** Study material follows **

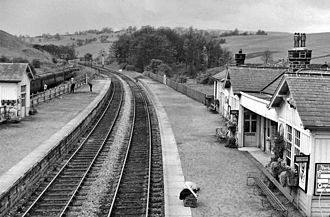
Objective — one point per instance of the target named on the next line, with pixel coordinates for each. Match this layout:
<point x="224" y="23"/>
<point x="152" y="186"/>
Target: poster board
<point x="303" y="161"/>
<point x="322" y="179"/>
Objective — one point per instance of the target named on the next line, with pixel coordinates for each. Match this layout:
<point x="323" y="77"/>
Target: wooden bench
<point x="274" y="201"/>
<point x="221" y="133"/>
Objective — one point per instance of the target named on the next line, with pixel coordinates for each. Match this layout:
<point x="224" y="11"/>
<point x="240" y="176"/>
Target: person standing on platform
<point x="90" y="85"/>
<point x="72" y="86"/>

** End of Study material **

Omit the pictures, then output every record exactly as given.

**Your solution:**
Objective — one point per instance of the target named on the next line, with pixel coordinates for each. Match this layout:
<point x="224" y="23"/>
<point x="152" y="186"/>
Target: poster board
<point x="303" y="161"/>
<point x="322" y="179"/>
Objective — one point per instance of the target named on the next line, with pixel coordinates for each. Match this layout:
<point x="323" y="77"/>
Target: wooden bench
<point x="274" y="201"/>
<point x="221" y="133"/>
Objective — one point per instance of the target named on the next line, with pixel coordinates for each. Match this layout:
<point x="224" y="11"/>
<point x="240" y="176"/>
Target: person standing on platform
<point x="90" y="85"/>
<point x="72" y="86"/>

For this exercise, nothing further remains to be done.